→ **What you should do**
Copy out every line below that contains the word "side".

-- Begin Data excerpts --

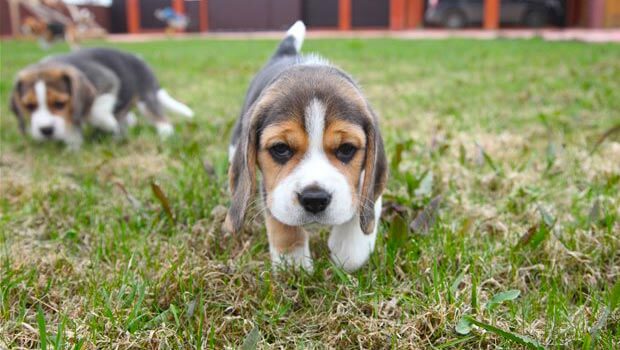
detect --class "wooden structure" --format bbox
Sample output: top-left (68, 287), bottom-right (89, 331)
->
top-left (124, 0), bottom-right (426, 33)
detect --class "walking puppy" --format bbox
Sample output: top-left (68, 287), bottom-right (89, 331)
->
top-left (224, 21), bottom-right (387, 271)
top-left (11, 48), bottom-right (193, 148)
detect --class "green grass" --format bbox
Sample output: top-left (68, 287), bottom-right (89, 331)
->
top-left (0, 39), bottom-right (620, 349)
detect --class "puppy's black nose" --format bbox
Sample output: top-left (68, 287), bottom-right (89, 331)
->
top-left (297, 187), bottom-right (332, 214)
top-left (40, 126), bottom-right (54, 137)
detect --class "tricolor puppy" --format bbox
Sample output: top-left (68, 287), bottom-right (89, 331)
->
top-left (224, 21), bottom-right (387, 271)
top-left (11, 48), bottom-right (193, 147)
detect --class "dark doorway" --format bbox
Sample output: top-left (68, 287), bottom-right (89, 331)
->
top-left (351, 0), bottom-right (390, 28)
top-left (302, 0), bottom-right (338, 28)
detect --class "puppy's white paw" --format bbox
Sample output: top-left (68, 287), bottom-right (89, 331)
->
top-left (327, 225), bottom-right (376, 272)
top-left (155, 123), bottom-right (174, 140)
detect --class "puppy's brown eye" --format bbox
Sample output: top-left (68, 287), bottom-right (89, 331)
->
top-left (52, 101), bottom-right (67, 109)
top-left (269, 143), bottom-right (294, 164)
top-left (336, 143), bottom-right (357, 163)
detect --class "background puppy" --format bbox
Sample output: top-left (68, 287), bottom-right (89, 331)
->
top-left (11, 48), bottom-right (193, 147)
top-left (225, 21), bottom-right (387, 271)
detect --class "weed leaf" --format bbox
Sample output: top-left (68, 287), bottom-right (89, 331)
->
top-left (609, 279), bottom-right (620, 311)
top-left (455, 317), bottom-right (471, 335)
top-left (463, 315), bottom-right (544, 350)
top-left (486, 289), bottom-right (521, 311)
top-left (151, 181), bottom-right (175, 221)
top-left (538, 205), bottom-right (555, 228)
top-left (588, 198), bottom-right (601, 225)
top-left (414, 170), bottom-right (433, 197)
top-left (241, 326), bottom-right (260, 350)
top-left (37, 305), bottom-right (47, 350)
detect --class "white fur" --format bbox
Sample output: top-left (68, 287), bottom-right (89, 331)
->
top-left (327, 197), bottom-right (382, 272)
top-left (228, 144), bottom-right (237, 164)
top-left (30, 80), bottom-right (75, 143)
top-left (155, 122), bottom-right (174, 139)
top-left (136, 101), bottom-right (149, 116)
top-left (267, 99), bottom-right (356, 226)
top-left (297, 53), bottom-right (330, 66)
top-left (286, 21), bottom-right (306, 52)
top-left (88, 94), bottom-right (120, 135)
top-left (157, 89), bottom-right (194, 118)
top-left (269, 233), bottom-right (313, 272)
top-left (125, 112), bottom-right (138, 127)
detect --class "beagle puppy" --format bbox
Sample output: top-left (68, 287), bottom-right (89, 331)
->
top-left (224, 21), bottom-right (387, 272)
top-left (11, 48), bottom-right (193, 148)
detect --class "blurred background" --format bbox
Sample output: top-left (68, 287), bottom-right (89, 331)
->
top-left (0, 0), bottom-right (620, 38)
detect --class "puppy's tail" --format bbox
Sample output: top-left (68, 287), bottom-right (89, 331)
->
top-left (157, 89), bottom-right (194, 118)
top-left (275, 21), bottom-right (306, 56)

-- End Data excerpts --
-- Begin Data excerpts --

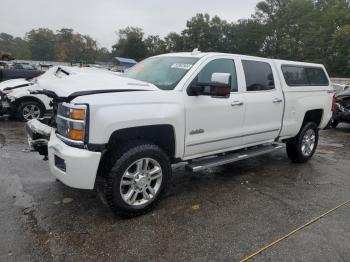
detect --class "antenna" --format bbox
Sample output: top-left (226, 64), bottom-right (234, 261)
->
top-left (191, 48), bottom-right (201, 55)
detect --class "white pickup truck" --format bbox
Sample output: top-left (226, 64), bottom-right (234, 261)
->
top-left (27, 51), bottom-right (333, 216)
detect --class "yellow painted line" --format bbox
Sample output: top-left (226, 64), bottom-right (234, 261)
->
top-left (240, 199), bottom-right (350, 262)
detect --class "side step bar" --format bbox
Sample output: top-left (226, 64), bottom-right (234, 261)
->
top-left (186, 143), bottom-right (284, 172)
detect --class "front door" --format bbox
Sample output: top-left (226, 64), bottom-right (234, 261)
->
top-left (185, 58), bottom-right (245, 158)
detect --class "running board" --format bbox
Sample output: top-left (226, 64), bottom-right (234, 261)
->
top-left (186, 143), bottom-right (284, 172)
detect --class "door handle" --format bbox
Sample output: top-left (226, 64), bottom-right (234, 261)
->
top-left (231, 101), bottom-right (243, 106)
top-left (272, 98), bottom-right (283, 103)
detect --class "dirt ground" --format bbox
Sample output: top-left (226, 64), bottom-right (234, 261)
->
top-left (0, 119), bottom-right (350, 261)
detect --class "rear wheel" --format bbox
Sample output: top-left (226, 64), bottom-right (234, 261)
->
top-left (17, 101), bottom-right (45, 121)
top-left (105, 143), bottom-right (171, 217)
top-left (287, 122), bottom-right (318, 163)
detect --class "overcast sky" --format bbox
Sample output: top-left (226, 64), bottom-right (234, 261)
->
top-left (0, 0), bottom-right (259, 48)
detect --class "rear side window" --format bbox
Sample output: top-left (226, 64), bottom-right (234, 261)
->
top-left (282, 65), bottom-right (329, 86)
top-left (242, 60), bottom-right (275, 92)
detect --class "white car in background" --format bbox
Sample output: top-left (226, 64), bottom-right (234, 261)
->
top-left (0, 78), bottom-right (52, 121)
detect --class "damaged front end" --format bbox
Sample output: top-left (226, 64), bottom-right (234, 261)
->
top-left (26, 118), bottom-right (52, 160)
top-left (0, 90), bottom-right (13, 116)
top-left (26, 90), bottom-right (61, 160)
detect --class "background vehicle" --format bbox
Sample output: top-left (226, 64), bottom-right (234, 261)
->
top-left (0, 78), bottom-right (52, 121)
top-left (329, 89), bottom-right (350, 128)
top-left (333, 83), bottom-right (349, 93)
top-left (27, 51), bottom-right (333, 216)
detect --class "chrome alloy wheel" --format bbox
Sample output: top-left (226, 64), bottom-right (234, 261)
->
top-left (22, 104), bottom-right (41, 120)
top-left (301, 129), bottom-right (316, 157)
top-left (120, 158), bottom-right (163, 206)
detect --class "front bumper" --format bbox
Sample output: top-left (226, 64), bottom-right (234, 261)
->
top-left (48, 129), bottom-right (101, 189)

-- End Data excerpts --

→ **Result of this task**
detect --class "side step bar" --format bbox
detect --class "rear side window" --format bbox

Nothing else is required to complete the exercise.